● STORED DATA:
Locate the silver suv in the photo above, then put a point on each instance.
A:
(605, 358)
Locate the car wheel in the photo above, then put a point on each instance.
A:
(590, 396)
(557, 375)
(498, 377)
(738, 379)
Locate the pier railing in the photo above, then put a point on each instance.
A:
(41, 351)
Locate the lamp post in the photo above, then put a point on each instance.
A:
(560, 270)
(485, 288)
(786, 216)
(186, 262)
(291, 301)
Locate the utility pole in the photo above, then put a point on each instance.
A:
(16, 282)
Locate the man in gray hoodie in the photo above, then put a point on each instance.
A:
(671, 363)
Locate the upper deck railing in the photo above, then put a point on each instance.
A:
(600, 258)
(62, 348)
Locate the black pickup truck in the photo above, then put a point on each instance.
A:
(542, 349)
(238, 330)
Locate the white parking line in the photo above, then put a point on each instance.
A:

● DIRECTION:
Put every line of the material into a JSON list of strings, one string per line and skipping blank lines. Begin at the line containing "Locate the car" and continue through the last line of the material.

● FINISHED TASK:
[
  "Locate the car wheel in the photo above, then put a point on each instance.",
  "A:",
  "(590, 396)",
  "(557, 375)",
  "(498, 377)",
  "(738, 379)",
  "Locate the pier railing in the photo above, then put a point on each instance.",
  "A:",
  "(41, 351)",
  "Locate the lamp post in the photo above, then put a point on each instance.",
  "A:",
  "(560, 270)",
  "(485, 288)",
  "(786, 216)",
  "(186, 262)",
  "(291, 301)",
  "Locate the utility pole in the photo above, then put a point on each instance.",
  "A:",
  "(16, 282)",
  "Locate the man in gray hoodie in the photo above, then put a point on each instance.",
  "A:",
  "(671, 363)",
  "Locate the upper deck railing in the photo above, then put a point on each instance.",
  "A:",
  "(600, 258)",
  "(62, 348)",
  "Locate the black pickup truck in the photo above, then put a point on each instance.",
  "A:",
  "(542, 349)",
  "(238, 330)",
  "Locate the white parking line in the photo above, then put a point on each instance.",
  "A:"
]